• [TASK INSTRUCTIONS]:
Turn every line of the entries below into a numbered list, and skip any blank lines.

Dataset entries
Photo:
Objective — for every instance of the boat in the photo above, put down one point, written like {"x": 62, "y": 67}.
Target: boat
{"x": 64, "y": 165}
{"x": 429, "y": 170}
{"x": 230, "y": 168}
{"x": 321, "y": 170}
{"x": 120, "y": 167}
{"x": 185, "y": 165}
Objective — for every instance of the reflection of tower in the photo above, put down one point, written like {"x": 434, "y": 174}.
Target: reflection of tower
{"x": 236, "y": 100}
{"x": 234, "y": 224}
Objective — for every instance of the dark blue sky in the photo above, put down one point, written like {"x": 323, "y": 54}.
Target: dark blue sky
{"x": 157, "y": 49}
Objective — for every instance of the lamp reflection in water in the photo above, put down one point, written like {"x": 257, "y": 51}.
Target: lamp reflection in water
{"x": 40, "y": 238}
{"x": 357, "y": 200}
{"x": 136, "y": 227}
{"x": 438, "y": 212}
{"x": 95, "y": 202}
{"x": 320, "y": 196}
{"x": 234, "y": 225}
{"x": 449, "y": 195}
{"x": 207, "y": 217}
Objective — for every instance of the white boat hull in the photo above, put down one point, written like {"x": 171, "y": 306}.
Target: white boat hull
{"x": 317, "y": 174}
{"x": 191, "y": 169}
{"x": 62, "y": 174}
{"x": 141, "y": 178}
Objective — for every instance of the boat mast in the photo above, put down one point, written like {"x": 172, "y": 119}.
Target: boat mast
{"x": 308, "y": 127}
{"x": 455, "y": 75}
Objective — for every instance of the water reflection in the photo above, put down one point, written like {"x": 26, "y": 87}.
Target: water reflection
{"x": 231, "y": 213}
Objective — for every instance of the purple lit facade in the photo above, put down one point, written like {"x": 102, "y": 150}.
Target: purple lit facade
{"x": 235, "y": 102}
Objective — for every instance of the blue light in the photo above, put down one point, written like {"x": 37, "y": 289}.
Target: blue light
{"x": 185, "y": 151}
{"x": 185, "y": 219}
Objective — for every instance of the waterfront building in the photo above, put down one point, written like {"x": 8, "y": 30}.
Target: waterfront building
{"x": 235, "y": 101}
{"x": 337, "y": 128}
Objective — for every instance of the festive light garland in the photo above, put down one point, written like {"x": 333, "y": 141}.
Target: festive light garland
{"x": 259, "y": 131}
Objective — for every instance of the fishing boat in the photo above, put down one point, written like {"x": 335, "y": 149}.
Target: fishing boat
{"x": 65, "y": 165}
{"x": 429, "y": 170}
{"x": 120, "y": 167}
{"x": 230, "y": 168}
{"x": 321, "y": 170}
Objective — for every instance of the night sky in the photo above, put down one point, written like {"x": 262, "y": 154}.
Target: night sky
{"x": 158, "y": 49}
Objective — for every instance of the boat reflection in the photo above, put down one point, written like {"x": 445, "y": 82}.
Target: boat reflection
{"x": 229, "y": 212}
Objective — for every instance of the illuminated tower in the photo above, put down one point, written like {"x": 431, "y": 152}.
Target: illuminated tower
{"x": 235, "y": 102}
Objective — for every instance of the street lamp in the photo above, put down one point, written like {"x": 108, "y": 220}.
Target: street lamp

• [FULL OUTPUT]:
1. Photo:
2. Objective — for every instance of the boat in the photo above, put down one point, written like {"x": 62, "y": 67}.
3. Target: boat
4. {"x": 64, "y": 165}
5. {"x": 429, "y": 170}
6. {"x": 230, "y": 168}
7. {"x": 321, "y": 170}
8. {"x": 120, "y": 167}
9. {"x": 185, "y": 165}
10. Objective — for every instance of the reflection of tower in the photo above, put down one point, written like {"x": 434, "y": 174}.
11. Target: reflection of tower
12. {"x": 236, "y": 100}
13. {"x": 234, "y": 224}
14. Objective — for every instance of the dark blue sky in the photo above, put down one point, written like {"x": 323, "y": 54}.
15. Target: dark blue sky
16. {"x": 157, "y": 49}
17. Objective — for every instance of the lamp reflection in water in the photo above, put down one point, written like {"x": 257, "y": 51}.
18. Target: lamp reflection in water
19. {"x": 40, "y": 238}
20. {"x": 357, "y": 200}
21. {"x": 136, "y": 227}
22. {"x": 438, "y": 212}
23. {"x": 95, "y": 202}
24. {"x": 320, "y": 196}
25. {"x": 234, "y": 225}
26. {"x": 449, "y": 195}
27. {"x": 207, "y": 217}
28. Objective — for every instance of the white boat hull in the photo above, put down one point, written like {"x": 171, "y": 306}.
29. Target: white boat hull
30. {"x": 317, "y": 174}
31. {"x": 191, "y": 169}
32. {"x": 62, "y": 174}
33. {"x": 141, "y": 178}
34. Objective — for every instance of the boat mast in the photo above, put down one point, written like {"x": 172, "y": 119}.
35. Target: boat mast
36. {"x": 308, "y": 127}
37. {"x": 455, "y": 75}
38. Objective — for every instance of the water reflection in the photo above, put down one point, written like {"x": 26, "y": 87}.
39. Target: water reflection
40. {"x": 231, "y": 213}
41. Objective — for every instance of the purple lit facade in the photo above, put down one point, written like {"x": 102, "y": 150}.
42. Target: purple lit facade
43. {"x": 235, "y": 102}
44. Objective — for every instance of the blue light in the photo above, put down one point, written like {"x": 37, "y": 289}.
45. Target: blue light
46. {"x": 185, "y": 151}
47. {"x": 185, "y": 219}
48. Objective — for every instance of the waterfront building in the photo above, put down one point, written like {"x": 8, "y": 30}.
49. Target: waterfront building
50. {"x": 235, "y": 101}
51. {"x": 337, "y": 128}
52. Objective — for every instance of the festive light garland in the photo above, put down one point, written like {"x": 333, "y": 141}.
53. Target: festive light garland
54. {"x": 259, "y": 131}
55. Objective — for every instance of the fishing boat in the photo above, put down one point, written like {"x": 335, "y": 149}.
56. Target: fishing boat
57. {"x": 65, "y": 165}
58. {"x": 429, "y": 170}
59. {"x": 120, "y": 167}
60. {"x": 230, "y": 168}
61. {"x": 321, "y": 170}
62. Objective — for every instance of the night sky in the photo above, put down one point, written like {"x": 262, "y": 154}.
63. Target: night sky
64. {"x": 158, "y": 49}
65. Objective — for every instance of the boat reflection in the photo above, put down one point, written like {"x": 445, "y": 82}.
66. Target: boat reflection
67. {"x": 229, "y": 212}
68. Objective — for every instance of the illuminated tower in the photo above, put down one point, written like {"x": 431, "y": 152}.
69. Target: illuminated tower
70. {"x": 235, "y": 102}
71. Objective — for every instance of the street lamp in the photo above, put down one point, written like {"x": 108, "y": 220}.
72. Target: street lamp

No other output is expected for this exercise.